**What you need to do**
Switch "muddy bank" to "mud flat" in the items below, from the line containing "Per the spec, this vision system identifies the muddy" through the line containing "xmin=0 ymin=0 xmax=791 ymax=229". Give those lines again with nothing else changed.

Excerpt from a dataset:
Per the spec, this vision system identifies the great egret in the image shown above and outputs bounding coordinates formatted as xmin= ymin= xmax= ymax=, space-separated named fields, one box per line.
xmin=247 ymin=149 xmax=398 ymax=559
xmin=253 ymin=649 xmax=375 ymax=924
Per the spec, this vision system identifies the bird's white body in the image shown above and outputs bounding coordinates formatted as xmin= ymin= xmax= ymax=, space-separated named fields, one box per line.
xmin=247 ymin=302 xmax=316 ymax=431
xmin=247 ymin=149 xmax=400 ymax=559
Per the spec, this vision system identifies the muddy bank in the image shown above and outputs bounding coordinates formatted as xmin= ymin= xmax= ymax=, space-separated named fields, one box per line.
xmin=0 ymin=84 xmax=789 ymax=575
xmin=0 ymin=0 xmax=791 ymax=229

---

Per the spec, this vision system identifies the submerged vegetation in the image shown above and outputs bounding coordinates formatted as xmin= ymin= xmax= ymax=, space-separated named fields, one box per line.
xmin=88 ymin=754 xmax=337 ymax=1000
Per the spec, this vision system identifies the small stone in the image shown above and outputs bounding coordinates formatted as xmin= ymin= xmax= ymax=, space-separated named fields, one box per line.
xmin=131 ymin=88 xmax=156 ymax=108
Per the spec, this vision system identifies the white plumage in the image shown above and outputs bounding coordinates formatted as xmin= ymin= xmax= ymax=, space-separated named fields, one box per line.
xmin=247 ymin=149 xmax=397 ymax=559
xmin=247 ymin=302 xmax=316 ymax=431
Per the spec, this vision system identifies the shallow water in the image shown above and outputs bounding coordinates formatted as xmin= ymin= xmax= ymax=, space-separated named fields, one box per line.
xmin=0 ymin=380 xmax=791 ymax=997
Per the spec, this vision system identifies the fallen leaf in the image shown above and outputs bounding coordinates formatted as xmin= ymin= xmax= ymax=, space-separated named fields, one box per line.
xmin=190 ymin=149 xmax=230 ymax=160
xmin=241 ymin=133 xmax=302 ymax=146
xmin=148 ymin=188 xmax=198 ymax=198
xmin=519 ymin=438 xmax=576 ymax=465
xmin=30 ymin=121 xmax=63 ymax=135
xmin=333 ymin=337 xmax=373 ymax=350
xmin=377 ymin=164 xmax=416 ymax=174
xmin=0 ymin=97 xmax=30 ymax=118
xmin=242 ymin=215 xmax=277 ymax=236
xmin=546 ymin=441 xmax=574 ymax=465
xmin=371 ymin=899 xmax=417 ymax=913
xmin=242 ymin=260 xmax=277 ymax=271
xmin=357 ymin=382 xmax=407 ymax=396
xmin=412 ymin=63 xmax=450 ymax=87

**Response to the exercise**
Per the spec, this vision system identifies the mud flat in the image shown above and outputs bounding coordinates formatted as xmin= ymin= xmax= ymax=, space-separated named fields, one box per line.
xmin=0 ymin=84 xmax=789 ymax=575
xmin=0 ymin=0 xmax=791 ymax=229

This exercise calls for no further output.